Please turn the lines below into a numbered list, leaving out any blank lines.
----------
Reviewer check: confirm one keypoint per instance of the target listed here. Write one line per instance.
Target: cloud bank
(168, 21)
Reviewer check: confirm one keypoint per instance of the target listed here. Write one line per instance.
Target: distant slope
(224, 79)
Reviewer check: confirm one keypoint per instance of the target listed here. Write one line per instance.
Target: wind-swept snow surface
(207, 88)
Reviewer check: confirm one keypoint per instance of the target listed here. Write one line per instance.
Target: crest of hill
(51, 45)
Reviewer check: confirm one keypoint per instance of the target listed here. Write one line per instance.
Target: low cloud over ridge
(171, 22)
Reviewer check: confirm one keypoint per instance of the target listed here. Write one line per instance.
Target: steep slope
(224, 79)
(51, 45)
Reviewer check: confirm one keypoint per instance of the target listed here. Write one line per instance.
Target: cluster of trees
----------
> _Answer to the problem_:
1. Reviewer check: confirm one keypoint per instance of the target listed here. Write one line per instance.
2. Target: cloud bank
3. (168, 21)
4. Reviewer check: confirm one keypoint per instance of the target listed here. Write one line per instance.
5. Target: distant slope
6. (224, 79)
7. Reviewer check: confirm one keypoint per instance of the target listed here. Write one line per instance.
8. Target: wind-swept snow surface
9. (207, 88)
10. Reviewer check: confirm one keypoint per instance of the target listed here. Write one line per instance.
11. Target: crest of hill
12. (51, 45)
13. Reviewer check: confirm one keypoint per instance of the target listed here. Write one line per instance.
14. Target: low cloud over ridge
15. (171, 22)
16. Reviewer check: confirm one keypoint per instance of the target listed here. Write one line per instance.
17. Target: steep slope
18. (224, 79)
19. (51, 45)
20. Reviewer check: confirm one keypoint per instance of the target listed here. Write one line per instance.
21. Target: cluster of trees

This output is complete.